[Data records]
-- BEGIN --

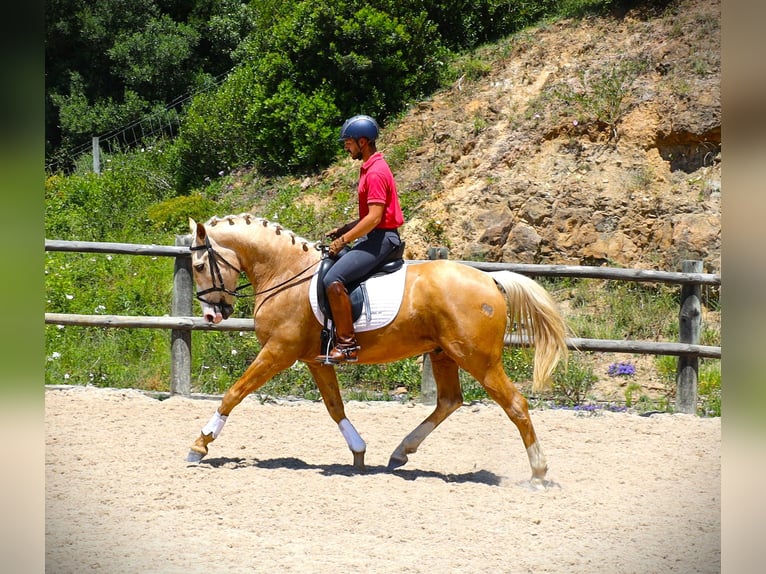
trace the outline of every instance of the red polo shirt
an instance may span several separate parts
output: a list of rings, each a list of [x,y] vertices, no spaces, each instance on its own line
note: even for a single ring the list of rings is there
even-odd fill
[[[404,214],[399,206],[399,194],[391,168],[380,152],[376,152],[362,164],[359,170],[359,218],[370,212],[369,204],[385,205],[383,218],[378,229],[396,229],[404,223]]]

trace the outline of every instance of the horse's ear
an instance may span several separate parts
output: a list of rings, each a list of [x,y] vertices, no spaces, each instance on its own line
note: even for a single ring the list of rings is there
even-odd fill
[[[197,223],[191,217],[189,218],[189,230],[192,232],[192,235],[197,236],[197,239],[205,241],[205,236],[207,235],[205,226],[202,223]]]

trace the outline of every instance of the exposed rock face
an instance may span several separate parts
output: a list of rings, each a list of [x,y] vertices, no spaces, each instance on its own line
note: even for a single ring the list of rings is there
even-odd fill
[[[421,142],[394,166],[423,198],[407,257],[720,272],[719,1],[556,23],[492,60],[381,140]]]

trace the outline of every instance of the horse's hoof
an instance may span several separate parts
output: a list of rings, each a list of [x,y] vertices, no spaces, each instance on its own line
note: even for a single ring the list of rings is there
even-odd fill
[[[529,480],[522,480],[518,483],[519,486],[531,491],[543,491],[551,488],[561,488],[561,485],[553,482],[552,480],[546,480],[544,478],[533,476]]]
[[[403,456],[401,458],[397,456],[391,455],[391,458],[388,459],[388,470],[394,470],[396,468],[399,468],[400,466],[404,466],[407,464],[407,461],[409,459],[407,456]]]
[[[204,454],[201,452],[197,452],[196,450],[190,450],[189,454],[186,456],[186,462],[199,462],[205,457]]]

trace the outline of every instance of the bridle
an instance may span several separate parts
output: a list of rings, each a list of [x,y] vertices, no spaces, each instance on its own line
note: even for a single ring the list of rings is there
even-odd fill
[[[257,295],[262,295],[264,293],[268,293],[270,291],[281,290],[283,287],[284,288],[292,287],[293,285],[297,285],[298,283],[302,283],[303,281],[305,281],[306,278],[301,279],[300,281],[298,281],[296,283],[292,283],[298,277],[300,277],[301,275],[306,273],[306,271],[308,271],[309,269],[311,269],[312,267],[314,267],[317,264],[317,263],[312,263],[311,265],[309,265],[308,267],[306,267],[305,269],[303,269],[299,273],[295,274],[293,277],[290,277],[289,279],[287,279],[285,281],[282,281],[281,283],[279,283],[277,285],[274,285],[274,286],[269,287],[267,289],[263,289],[263,290],[258,291],[256,293],[253,293],[251,295],[249,293],[240,293],[240,290],[245,289],[247,287],[250,287],[251,286],[250,283],[245,283],[244,285],[240,285],[240,286],[236,287],[234,290],[228,289],[226,287],[226,284],[223,281],[223,275],[221,275],[221,268],[218,265],[218,262],[220,261],[221,263],[223,263],[227,267],[233,269],[234,271],[236,271],[240,275],[242,274],[242,270],[239,269],[236,265],[233,265],[233,264],[229,263],[223,255],[218,253],[213,248],[213,246],[210,244],[210,238],[205,237],[205,244],[204,245],[194,245],[194,246],[190,247],[190,249],[191,249],[191,251],[201,251],[203,249],[205,251],[207,251],[208,261],[210,263],[210,279],[211,279],[211,282],[212,282],[213,286],[208,288],[208,289],[203,289],[202,291],[198,290],[197,291],[197,299],[202,301],[203,303],[207,303],[208,305],[212,305],[212,306],[221,305],[222,303],[212,303],[210,301],[207,301],[207,300],[204,299],[204,295],[207,295],[208,293],[226,293],[227,295],[231,295],[232,297],[249,297],[249,296],[253,296],[254,297],[254,296],[257,296]],[[325,246],[322,246],[322,245],[317,245],[316,249],[318,251],[322,251],[323,249],[326,250]],[[324,253],[324,251],[323,251],[323,253]],[[290,284],[290,283],[292,283],[292,284]]]
[[[240,285],[239,287],[236,287],[233,291],[231,289],[228,289],[226,287],[226,284],[223,281],[223,275],[221,274],[221,267],[218,265],[218,262],[220,261],[227,267],[233,269],[237,272],[237,274],[241,275],[242,270],[239,269],[236,265],[232,265],[229,263],[226,258],[218,253],[213,246],[210,244],[210,239],[208,237],[205,237],[205,244],[204,245],[194,245],[190,247],[191,251],[201,251],[205,250],[207,251],[208,255],[208,262],[210,263],[210,279],[213,283],[213,286],[209,289],[203,289],[202,291],[197,291],[197,299],[202,301],[203,303],[207,303],[208,305],[220,305],[221,303],[212,303],[210,301],[207,301],[204,296],[208,293],[226,293],[227,295],[231,295],[232,297],[247,297],[247,293],[240,293],[242,289],[245,289],[246,287],[250,287],[250,283],[246,283],[244,285]]]

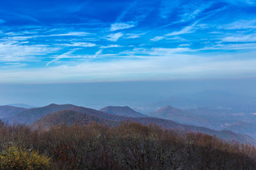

-- END --

**Task goal**
Count the lines in the listing above that contain the string "outline". Give only the number.

**Result of this exercise**
5